Task list>
a. Render the listing as a Markdown table, from its first line through the line containing "x=144 y=194", both ends included. Use the columns Row and Line, and leave out any blank lines.
b. Write the next part of the forum thread about e-readers and sleep, picking up after its last line.

E-Readers Foil Good Night’s Sleep - walterbell
https://hms.harvard.edu/news/e-readers-foil-good-nights-sleep
======
dade_
"Backlit devices" would be much more accurate, but I doubt this information is
news to anyone here. I have a Kobo, but use an external LED clip light. To
solve the problem, I popped the external light open and replaced the "white"
LED (which are actually blue) with and RGB LED and only connected the red and
green LED. It is plenty bright for reading, but I am surprised that I've never
found an actual product that does this.

------
manicdee
Note: the people reading paper books were allowed to adjust their position and
the book's position while reading.

The people reading the "LE-eBook" (i.e.: iPad) were forced to do their reading
with the iPad locked into position and the brightness turned to maximum, for
four hours.

Exercise inputs>
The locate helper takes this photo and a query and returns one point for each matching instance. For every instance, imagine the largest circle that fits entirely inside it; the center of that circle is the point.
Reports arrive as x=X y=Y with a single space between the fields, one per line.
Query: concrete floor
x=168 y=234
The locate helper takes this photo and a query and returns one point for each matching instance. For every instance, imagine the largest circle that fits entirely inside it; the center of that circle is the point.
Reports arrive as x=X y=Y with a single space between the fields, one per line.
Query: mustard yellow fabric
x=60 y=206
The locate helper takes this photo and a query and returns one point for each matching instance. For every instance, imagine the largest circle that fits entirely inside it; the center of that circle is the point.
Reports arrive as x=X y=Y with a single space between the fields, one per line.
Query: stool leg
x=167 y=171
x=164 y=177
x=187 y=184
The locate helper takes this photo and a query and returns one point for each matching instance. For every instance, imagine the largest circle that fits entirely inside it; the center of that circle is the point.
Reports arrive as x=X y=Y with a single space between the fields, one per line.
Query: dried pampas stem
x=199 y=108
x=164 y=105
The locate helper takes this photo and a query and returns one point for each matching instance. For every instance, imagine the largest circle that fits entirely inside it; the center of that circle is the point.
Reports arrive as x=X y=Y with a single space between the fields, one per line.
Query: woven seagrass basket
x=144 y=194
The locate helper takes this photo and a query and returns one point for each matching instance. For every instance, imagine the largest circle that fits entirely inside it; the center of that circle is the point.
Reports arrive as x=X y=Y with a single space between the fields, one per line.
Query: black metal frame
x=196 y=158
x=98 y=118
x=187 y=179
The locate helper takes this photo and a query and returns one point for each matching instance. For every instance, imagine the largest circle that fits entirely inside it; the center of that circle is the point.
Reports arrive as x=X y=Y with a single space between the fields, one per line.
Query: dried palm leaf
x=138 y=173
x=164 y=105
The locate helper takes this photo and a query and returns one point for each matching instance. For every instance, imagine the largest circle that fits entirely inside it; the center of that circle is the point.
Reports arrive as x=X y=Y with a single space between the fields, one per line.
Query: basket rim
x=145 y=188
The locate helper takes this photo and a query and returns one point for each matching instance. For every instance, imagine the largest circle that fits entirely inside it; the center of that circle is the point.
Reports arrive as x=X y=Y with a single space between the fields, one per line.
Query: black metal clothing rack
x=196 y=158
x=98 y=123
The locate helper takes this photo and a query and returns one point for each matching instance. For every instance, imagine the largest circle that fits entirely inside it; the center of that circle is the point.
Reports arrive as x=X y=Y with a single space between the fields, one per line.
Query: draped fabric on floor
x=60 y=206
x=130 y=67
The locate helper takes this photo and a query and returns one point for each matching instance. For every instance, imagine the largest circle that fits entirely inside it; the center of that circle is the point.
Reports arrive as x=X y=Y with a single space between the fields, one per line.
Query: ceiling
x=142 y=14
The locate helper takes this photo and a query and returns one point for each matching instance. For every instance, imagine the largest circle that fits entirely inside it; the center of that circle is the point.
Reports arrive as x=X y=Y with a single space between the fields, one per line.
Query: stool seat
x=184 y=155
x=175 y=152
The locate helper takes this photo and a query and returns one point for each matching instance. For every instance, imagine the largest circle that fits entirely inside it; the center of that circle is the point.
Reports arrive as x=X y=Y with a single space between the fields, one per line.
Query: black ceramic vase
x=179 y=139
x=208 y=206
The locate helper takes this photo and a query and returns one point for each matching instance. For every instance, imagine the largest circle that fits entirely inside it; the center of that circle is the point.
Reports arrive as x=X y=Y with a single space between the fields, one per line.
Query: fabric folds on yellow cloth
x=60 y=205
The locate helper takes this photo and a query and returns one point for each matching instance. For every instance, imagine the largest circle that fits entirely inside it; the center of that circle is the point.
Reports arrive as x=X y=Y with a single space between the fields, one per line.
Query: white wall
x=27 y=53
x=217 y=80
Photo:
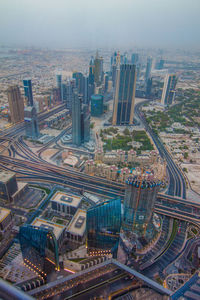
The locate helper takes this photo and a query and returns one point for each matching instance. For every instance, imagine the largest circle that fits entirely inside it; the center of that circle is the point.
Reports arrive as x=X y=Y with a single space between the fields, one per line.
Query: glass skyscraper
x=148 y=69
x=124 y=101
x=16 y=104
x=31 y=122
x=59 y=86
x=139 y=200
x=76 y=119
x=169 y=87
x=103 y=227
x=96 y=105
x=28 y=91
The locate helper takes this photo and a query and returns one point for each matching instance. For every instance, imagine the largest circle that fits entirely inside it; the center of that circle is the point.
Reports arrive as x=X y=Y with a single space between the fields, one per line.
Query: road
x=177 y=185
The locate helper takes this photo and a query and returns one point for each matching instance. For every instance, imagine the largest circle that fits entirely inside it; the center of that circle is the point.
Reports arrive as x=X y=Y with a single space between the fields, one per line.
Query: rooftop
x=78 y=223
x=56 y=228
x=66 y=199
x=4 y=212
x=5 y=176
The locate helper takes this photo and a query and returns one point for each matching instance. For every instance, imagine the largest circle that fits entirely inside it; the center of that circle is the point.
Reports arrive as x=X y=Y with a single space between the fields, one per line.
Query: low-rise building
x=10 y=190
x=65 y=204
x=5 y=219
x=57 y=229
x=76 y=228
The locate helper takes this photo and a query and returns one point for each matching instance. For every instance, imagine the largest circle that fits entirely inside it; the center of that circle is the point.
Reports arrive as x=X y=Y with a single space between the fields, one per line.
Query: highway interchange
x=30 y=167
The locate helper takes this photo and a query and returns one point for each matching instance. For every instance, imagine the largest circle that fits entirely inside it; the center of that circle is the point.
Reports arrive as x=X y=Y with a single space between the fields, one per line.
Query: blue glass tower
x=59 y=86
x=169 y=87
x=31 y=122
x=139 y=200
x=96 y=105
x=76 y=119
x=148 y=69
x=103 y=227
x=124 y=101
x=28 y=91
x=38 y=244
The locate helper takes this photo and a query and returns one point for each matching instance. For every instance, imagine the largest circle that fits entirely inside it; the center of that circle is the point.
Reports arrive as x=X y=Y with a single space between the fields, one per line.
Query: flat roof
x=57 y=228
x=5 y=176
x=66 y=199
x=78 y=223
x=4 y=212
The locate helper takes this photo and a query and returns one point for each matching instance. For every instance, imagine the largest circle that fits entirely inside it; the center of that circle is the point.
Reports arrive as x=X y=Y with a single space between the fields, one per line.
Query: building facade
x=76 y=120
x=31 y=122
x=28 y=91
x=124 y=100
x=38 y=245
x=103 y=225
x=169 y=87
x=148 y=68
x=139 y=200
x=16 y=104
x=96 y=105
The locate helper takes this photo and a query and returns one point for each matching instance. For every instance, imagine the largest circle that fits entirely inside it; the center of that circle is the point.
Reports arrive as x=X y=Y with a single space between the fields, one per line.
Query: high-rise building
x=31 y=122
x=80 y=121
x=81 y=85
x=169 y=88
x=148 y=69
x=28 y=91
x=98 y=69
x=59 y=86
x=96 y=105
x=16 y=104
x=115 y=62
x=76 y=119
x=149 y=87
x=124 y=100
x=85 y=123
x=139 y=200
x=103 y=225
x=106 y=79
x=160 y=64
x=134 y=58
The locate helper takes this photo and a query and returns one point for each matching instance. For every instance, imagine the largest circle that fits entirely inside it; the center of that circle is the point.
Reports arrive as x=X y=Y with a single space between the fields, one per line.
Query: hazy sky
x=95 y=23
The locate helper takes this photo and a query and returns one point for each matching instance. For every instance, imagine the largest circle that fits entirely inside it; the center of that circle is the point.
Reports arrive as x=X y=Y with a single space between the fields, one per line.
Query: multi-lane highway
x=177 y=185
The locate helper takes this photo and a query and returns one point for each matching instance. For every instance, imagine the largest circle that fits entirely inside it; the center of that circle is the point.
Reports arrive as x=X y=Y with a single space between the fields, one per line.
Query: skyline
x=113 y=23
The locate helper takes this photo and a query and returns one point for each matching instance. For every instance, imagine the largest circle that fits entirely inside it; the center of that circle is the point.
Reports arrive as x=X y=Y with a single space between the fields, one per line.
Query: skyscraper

Results>
a.
| Row | Line |
|---|---|
| 1 | The locate helper takes this photo and a query and returns one point for each matching instance. For every instance, imagine the largest circle that fits entirely inside it; the center of that circle is the point. |
| 2 | Reports arrive as x=X y=Y with a single space between the fields, one per line. |
| 3 | Query: concrete floor |
| 4 | x=168 y=234 |
| 5 | The locate helper takes this photo and a query and returns one point for each matching instance. For every instance, imagine the largest circle that fits entirely inside it; the center of that circle is the point. |
| 6 | Reports arrive as x=X y=Y with a single space between the fields, one per line. |
| 7 | Query: mustard yellow fabric |
| 8 | x=60 y=206 |
| 9 | The locate helper takes this photo and a query and returns one point for each matching instance. For every instance, imagine the largest circle that fits entirely inside it; the center of that circle is the point. |
| 10 | Reports arrive as x=X y=Y with a single space between the fields, one per line. |
| 11 | Query: stool leg |
| 12 | x=167 y=171 |
| 13 | x=164 y=177 |
| 14 | x=187 y=184 |
| 15 | The locate helper takes this photo and a query and returns one point for each matching instance. For every instance, imagine the largest circle that fits entirely inside it; the center of that circle is the point. |
| 16 | Reports arrive as x=X y=Y with a single space between the fields, one per line. |
| 17 | Query: dried pampas stem |
| 18 | x=199 y=108 |
| 19 | x=164 y=105 |
| 20 | The locate helper takes this photo and a query and returns one point for each matching instance. For every instance, imagine the largest circle that fits entirely inside it; the center of that circle is the point. |
| 21 | Reports arrive as x=X y=Y with a single space between the fields, one per line. |
| 22 | Query: woven seagrass basket |
| 23 | x=144 y=194 |

b.
I find it hard to accept the study's findings that it was "use of these
devices [that] prolongs the time it takes to fall asleep," rather than, say,
having a bright light shone in your eyes and not being allowed to shift
position while reading for four hours.

The iPad's brightness can be turned down much lower than an equivalent paper
book illuminated by a reading lamp. Even better, the iPad's illumination will
not disturb your sleeping partner as much as a bed lamp (the latter
illuminates the whole room).

I'd like to see this study repeated with paper books vs paper books, with
books fixed in place on the table, and one group's books illuminated with a
spotlight providing equivalent illumination to the reader's face as the
maximum-brightness iPad.

Then run a parallel study with all readers using iPads, with some having the
brightness fixed to maximum and others free to adjust brightness to their own
comfort.

------
koralatov
The title of the article is misleading, as the participants were reading on a
tablet, not an e-reader. ( _" During the two-week inpatient study, twelve
participants read digital books on an iPad for four hours before bedtime each
night for five consecutive nights."_)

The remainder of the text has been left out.